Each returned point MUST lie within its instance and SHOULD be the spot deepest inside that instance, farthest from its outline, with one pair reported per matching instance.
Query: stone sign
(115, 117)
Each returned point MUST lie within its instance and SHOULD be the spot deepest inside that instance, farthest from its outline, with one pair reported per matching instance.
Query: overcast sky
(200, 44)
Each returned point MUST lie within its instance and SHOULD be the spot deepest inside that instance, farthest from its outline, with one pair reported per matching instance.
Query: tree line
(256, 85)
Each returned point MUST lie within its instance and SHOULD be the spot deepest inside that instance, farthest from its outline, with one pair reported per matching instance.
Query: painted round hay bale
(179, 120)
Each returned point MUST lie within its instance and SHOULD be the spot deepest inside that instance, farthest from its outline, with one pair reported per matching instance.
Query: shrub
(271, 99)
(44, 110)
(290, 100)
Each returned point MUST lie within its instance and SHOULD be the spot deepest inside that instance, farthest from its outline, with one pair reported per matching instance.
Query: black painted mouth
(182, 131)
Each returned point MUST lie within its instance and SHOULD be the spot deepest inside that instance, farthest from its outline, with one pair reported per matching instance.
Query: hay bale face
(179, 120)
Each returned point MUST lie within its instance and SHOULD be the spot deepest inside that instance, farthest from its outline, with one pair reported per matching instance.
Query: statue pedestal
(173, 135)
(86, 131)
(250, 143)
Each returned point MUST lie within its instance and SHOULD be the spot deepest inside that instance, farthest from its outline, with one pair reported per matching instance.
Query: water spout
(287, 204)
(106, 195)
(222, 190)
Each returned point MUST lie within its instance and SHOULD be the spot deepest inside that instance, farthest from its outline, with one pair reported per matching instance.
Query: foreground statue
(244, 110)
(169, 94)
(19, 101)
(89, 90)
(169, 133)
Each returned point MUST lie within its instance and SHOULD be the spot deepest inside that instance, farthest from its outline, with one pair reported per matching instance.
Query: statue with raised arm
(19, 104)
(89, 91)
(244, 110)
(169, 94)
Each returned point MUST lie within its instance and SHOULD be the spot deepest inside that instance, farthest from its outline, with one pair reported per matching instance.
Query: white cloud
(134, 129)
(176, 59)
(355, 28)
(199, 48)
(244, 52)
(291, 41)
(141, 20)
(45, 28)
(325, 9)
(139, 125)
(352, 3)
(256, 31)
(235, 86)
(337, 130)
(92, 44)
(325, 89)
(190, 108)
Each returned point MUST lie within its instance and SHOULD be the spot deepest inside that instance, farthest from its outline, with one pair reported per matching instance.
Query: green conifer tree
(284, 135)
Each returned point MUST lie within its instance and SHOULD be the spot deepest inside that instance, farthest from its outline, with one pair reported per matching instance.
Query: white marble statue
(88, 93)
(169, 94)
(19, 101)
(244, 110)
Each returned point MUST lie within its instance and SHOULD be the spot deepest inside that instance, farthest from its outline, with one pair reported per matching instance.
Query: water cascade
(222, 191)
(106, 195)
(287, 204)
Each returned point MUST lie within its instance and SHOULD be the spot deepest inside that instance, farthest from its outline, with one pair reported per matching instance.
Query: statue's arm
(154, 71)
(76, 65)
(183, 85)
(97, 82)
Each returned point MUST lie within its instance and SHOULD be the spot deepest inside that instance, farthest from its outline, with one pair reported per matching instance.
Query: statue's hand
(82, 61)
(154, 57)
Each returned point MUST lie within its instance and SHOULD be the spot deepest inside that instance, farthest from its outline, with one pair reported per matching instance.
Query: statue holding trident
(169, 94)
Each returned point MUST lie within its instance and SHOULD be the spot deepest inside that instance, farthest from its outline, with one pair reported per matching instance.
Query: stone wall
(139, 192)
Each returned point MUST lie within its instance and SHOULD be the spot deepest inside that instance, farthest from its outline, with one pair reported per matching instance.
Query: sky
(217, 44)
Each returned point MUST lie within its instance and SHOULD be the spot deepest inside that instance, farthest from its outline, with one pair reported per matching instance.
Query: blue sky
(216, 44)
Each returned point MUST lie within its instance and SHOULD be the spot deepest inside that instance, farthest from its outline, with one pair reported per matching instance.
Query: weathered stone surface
_ _ _ _ _ _ _
Every entry should be reproduced exactly, with no part omitted.

Each returned point MUST lie within its instance and SHOULD be the spot deepest inside that instance, farthest from its outline, with one pair reported per matching instance.
Query: stone sign
(115, 117)
Each returned point MUST lie within its instance and SHOULD be the spot deepest inside that instance, farthest from its outline, with one pair reported per matching instance.
Query: overcast sky
(200, 44)
Each returned point MUST lie within its instance and SHOULD be the spot deepest inside that instance, farthest from its outline, with one pair reported per matching instance.
Query: tree line
(256, 85)
Each returned point MUST lie within its instance and SHOULD be the spot deepest inside that instance, farthest from its outline, with one pair reported per matching instance.
Query: painted round hay bale
(179, 120)
Each returned point MUST lie within its instance and SHOULD be the spot deepest inside that instance, farthest from its outline, with one pair reported per matching instance.
Query: shrub
(271, 99)
(44, 110)
(290, 100)
Each returned point MUST lie within its instance and SHOULD be the spot deepest inside that instance, farthest from its outline, with one pair reported per matching instance.
Query: black painted mouth
(182, 131)
Each returned point MUST lie within its instance and SHOULD be the spot deepest inside that instance, farthest from its outline, with one pair reported per matching instance.
Query: hay bale face
(179, 120)
Each returned point MUST lie within its instance and SHOULD be the spot deepest inside that instance, farthest from its outline, with one pair reported per matching instance.
Query: statue pedestal
(173, 135)
(86, 131)
(250, 143)
Each returned point MUST lie within its instance and SHOULD be the spot deepest inside that instance, farthest from its outline, with one pair reported per matching instance.
Query: water spout
(287, 204)
(106, 195)
(222, 190)
Each returned point MUST lie within its instance and SHOULD be the spot deepest inside that instance, farthest from its outline, with one pair reported per matching instance.
Query: foreground statue
(244, 110)
(169, 94)
(19, 101)
(89, 90)
(169, 133)
Each returned point MUST lie within its instance and SHOULD be the spot deepest inside that instance, farthest from its outline, with one pair reported per matching instance.
Query: statue with raised arm
(19, 104)
(89, 91)
(244, 110)
(169, 94)
Each returned point MUST lie within its instance and SHOULD be the spot deepest inside that instance, farthest from its outline, with one pair reported per matching instance.
Query: white cloud
(134, 129)
(176, 59)
(355, 28)
(199, 48)
(244, 52)
(291, 41)
(141, 20)
(45, 28)
(325, 9)
(139, 125)
(352, 3)
(256, 31)
(235, 86)
(337, 130)
(92, 44)
(325, 89)
(190, 108)
Each returned point MUST lie within its instance and SHOULD be the spot deepest inside that instance, farthest from its outline, with one pair reported per matching instance.
Query: green conifer tree
(284, 135)
Each returned point MUST lie within its instance and SHOULD be the spot deepest inside that instance, farthest from its outline, with one pair reported per matching instance.
Query: white marble statue
(88, 93)
(169, 94)
(19, 101)
(244, 110)
Each returned point MUST lie within its instance and SHOULD be the spot deepest inside that instance, farthest from its outline, with one pair reported per matching instance.
Query: water cascade
(222, 191)
(106, 195)
(287, 204)
Each returned point MUST lie within its instance and SHOULD be the spot deepest inside that instance, farthest from its outline, with one pair reported per matching instance.
Query: statue's arm
(154, 71)
(76, 65)
(183, 85)
(97, 82)
Each returned point MUST lie within its instance and SHOULD be the spot deepest inside that instance, farthest from its outline, with one pair reported per matching instance.
Query: statue's hand
(82, 61)
(154, 57)
Each returned point MUST lie within its instance and SHOULD be the spot deepest inside that instance, farthest from its outline, with one pair reported per matching instance.
Query: statue holding trident
(169, 94)
Each returned point MUST lie within its instance and SHOULD be the spot deepest inside that instance, farthest from its outline, with one pair reported per matching instance.
Query: stone wall
(139, 192)
Each returned point MUST lie within its instance and SHOULD be the spot deepest inside that instance, farthest from its outline, with one pair reported per matching instance.
Query: sky
(217, 44)
Each returned point MUST lie within its instance and SHOULD be the spot deepest inside that instance, farthest from its outline, with one pair reported per matching instance.
Query: blue sky
(216, 44)
Each returned point MUST lie within its instance and SHOULD be the spot deepest inside that instance, farthest from its outline, with one pair reported per matching instance.
Query: weathered stone surface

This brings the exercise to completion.